» THE DATA:
□ □ □ □ □ □ □
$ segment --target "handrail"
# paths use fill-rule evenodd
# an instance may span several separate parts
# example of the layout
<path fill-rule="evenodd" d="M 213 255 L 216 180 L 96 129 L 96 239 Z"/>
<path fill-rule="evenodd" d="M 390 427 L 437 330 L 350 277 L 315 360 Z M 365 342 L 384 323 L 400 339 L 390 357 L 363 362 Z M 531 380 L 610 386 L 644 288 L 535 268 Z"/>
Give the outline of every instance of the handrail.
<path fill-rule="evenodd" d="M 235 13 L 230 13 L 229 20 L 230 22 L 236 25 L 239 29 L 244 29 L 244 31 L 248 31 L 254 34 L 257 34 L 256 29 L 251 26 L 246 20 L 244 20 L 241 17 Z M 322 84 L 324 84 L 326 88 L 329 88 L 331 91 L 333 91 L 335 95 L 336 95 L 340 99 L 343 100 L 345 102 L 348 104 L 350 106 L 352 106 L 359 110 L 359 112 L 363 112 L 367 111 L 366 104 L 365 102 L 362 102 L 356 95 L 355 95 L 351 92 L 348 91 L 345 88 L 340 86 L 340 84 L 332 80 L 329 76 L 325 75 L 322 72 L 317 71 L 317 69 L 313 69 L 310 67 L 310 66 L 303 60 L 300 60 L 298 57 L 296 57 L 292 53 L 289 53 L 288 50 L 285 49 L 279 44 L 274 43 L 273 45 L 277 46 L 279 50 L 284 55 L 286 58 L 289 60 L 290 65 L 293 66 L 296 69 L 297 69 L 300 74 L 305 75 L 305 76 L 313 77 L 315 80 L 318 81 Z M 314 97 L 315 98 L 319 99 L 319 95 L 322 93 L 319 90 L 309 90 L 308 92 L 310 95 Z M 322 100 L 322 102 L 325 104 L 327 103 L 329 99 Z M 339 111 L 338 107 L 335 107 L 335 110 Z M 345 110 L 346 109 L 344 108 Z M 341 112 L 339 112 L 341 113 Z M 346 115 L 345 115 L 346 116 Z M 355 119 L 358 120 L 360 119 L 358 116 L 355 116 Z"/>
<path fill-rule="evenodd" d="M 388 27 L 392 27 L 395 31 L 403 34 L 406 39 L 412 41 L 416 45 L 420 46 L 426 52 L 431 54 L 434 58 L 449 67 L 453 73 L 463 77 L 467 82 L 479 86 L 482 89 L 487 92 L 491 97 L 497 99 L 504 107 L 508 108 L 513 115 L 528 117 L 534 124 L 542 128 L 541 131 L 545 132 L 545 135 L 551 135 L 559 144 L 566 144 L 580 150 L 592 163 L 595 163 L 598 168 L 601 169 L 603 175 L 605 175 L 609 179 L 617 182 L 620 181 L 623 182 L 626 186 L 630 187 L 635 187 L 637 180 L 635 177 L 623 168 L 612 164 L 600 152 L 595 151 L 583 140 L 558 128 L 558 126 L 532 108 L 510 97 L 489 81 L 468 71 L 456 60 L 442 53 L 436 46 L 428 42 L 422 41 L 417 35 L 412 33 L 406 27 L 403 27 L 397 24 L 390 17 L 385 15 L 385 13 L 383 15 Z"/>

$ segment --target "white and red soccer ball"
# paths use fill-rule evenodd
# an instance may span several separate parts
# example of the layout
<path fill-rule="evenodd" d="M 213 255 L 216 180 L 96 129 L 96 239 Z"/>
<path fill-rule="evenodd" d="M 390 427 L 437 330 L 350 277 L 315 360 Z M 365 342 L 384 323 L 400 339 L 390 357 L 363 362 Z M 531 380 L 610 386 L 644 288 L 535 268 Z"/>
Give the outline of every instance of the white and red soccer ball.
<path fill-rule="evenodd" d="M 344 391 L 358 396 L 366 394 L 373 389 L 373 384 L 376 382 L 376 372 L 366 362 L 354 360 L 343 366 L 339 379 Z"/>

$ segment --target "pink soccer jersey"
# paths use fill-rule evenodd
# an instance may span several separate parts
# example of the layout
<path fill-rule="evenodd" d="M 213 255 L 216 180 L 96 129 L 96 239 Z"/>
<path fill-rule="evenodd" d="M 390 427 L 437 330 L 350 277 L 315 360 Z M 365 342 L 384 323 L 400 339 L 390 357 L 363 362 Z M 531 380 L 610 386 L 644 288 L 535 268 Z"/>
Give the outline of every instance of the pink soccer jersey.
□ □ □ □ □ □ □
Please rewrite all of the rows above, replacing each "instance" with "object" and leaving everything else unchanged.

$ segment --target "handrail"
# paths use fill-rule evenodd
# an object may span several separate parts
# example of the layout
<path fill-rule="evenodd" d="M 213 255 L 216 180 L 96 129 L 96 239 Z"/>
<path fill-rule="evenodd" d="M 390 427 L 437 330 L 350 277 L 315 360 Z M 365 342 L 384 323 L 400 339 L 390 357 L 363 362 Z M 531 380 L 610 386 L 644 288 L 535 268 Z"/>
Give the outline of every object of the handrail.
<path fill-rule="evenodd" d="M 235 13 L 230 13 L 229 20 L 230 22 L 236 25 L 239 29 L 244 29 L 244 31 L 248 31 L 254 34 L 257 34 L 256 29 L 251 26 L 246 20 L 244 20 L 241 17 Z M 322 84 L 324 84 L 326 88 L 329 88 L 331 91 L 333 91 L 335 95 L 336 95 L 340 99 L 343 100 L 345 102 L 348 104 L 350 106 L 352 106 L 359 110 L 359 112 L 363 112 L 367 111 L 366 104 L 365 102 L 362 102 L 356 95 L 355 95 L 351 92 L 348 91 L 345 88 L 340 86 L 340 84 L 332 80 L 329 76 L 325 75 L 322 72 L 317 71 L 317 69 L 313 69 L 310 67 L 310 66 L 303 60 L 300 60 L 298 57 L 296 57 L 292 53 L 289 53 L 288 50 L 285 49 L 279 44 L 274 43 L 273 45 L 277 46 L 279 50 L 284 55 L 286 58 L 289 60 L 290 65 L 293 66 L 296 69 L 297 69 L 300 74 L 305 75 L 305 76 L 313 77 L 315 80 L 318 81 Z M 314 97 L 315 98 L 319 99 L 319 95 L 322 93 L 319 90 L 309 90 L 308 92 L 310 95 Z M 322 100 L 322 102 L 325 104 L 327 103 L 329 99 Z M 339 111 L 338 107 L 335 107 L 335 110 Z M 345 110 L 346 109 L 344 108 Z M 341 112 L 339 112 L 341 113 Z M 346 115 L 345 115 L 346 116 Z M 355 119 L 358 120 L 360 119 L 358 116 L 355 116 Z"/>
<path fill-rule="evenodd" d="M 388 27 L 392 27 L 395 31 L 403 34 L 406 39 L 412 41 L 416 45 L 420 46 L 426 52 L 431 54 L 434 58 L 449 67 L 453 73 L 463 77 L 467 82 L 479 86 L 482 89 L 487 92 L 491 97 L 497 99 L 504 107 L 508 108 L 513 115 L 528 117 L 534 124 L 542 128 L 541 131 L 545 132 L 545 135 L 551 135 L 559 144 L 566 144 L 580 150 L 592 163 L 595 163 L 598 168 L 601 169 L 603 175 L 605 175 L 609 179 L 617 182 L 620 181 L 623 182 L 626 186 L 630 187 L 635 187 L 637 180 L 635 177 L 623 168 L 612 164 L 600 152 L 595 151 L 583 140 L 558 128 L 558 126 L 532 108 L 510 97 L 489 81 L 468 71 L 456 60 L 442 53 L 436 46 L 428 42 L 422 41 L 417 35 L 412 33 L 406 27 L 403 27 L 397 24 L 390 17 L 385 15 L 385 13 L 383 15 Z"/>

$ segment --target "white and red soccer ball"
# paths use fill-rule evenodd
# an object may span several separate parts
# example of the layout
<path fill-rule="evenodd" d="M 213 255 L 216 180 L 96 129 L 96 239 Z"/>
<path fill-rule="evenodd" d="M 390 427 L 437 330 L 350 277 L 315 360 Z M 365 342 L 384 323 L 400 339 L 390 357 L 363 362 Z M 531 380 L 610 386 L 644 288 L 535 268 Z"/>
Give the outline of every object of the white and red soccer ball.
<path fill-rule="evenodd" d="M 344 391 L 358 396 L 366 394 L 373 389 L 373 384 L 376 382 L 376 372 L 366 362 L 354 360 L 343 366 L 339 379 Z"/>

$ segment --target "pink soccer jersey"
# paths use fill-rule evenodd
# an object may span several separate parts
# example of the layout
<path fill-rule="evenodd" d="M 213 255 L 216 180 L 96 129 L 96 239 Z"/>
<path fill-rule="evenodd" d="M 390 427 L 437 330 L 350 277 L 315 360 Z M 365 342 L 384 323 L 400 339 L 390 357 L 363 362 Z M 531 380 L 610 386 L 644 288 L 535 268 Z"/>
Give the outline of every object of the pink soccer jersey.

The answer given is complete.